- _WRITTEN REQUEST_: Put the lines below into a Markdown table with the columns Row and Line, numbering each row and skipping blank lines. Leave the pictures out of the table.

- _RECORDS TO PROCESS_:
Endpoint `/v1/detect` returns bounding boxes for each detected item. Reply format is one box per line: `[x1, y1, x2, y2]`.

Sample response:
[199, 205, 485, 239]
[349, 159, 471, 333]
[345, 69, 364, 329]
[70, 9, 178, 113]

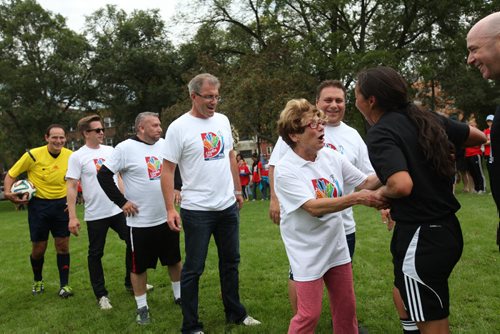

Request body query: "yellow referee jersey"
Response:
[9, 145, 73, 199]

- _WRITTEN ANSWER_:
| Row | Line |
|---|---|
| 1 | Endpoint `/v1/detect` returns bounding boxes for each detected item. Reply format is one box per line: `[x1, y1, x2, y2]`. |
| 2 | Sample response: |
| 3 | [199, 205, 485, 239] |
| 4 | [349, 159, 471, 333] |
| 5 | [345, 69, 364, 329] |
| 6 | [70, 9, 178, 113] |
| 7 | Request body query: "yellow referee jersey" |
| 8 | Response: |
| 9 | [9, 145, 73, 199] |